Task brief -> Convert the records below into a Markdown table with two columns, Row and Line. Put each non-blank line in its own numbered row, and leave out blank lines.

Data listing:
-*-*-

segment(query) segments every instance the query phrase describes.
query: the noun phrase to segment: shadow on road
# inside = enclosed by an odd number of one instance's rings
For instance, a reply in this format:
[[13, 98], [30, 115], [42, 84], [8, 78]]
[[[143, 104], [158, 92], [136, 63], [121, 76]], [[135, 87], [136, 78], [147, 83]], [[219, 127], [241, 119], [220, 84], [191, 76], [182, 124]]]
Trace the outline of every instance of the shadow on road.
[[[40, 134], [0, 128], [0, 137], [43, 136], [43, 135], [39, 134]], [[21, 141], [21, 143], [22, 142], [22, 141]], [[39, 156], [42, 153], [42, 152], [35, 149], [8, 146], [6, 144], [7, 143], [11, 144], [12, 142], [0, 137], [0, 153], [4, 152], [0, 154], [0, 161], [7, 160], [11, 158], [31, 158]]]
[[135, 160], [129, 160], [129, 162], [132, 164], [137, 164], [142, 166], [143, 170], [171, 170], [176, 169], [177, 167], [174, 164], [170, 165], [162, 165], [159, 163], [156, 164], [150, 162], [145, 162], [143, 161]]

-*-*-

Final answer ->
| Row | Line |
|---|---|
| 1 | segment(query) segments every instance the query phrase describes. |
| 2 | query: the noun phrase to segment: shadow on road |
| 3 | # inside = enclosed by an odd number of one instance's rings |
| 4 | For instance, a reply in this format: |
| 5 | [[13, 98], [30, 115], [42, 84], [8, 78]] |
| 6 | [[[143, 104], [158, 92], [136, 63], [121, 76]], [[135, 87], [136, 78], [147, 83]], [[219, 127], [241, 119], [220, 84], [191, 76], [182, 124]]] |
| 7 | Trace the outline of every instance of the shadow on road. |
| 8 | [[[40, 134], [0, 128], [0, 137], [43, 136], [43, 135], [39, 134]], [[21, 141], [21, 143], [22, 142], [22, 141]], [[39, 156], [42, 153], [42, 152], [35, 149], [8, 146], [6, 144], [7, 143], [11, 144], [12, 142], [0, 137], [0, 153], [4, 152], [0, 154], [0, 161], [7, 160], [11, 158], [31, 158]]] |
| 9 | [[135, 160], [129, 160], [129, 162], [132, 164], [137, 164], [142, 166], [143, 170], [171, 170], [176, 169], [177, 167], [174, 164], [170, 165], [162, 165], [159, 163], [156, 164], [150, 162], [145, 162], [143, 161]] |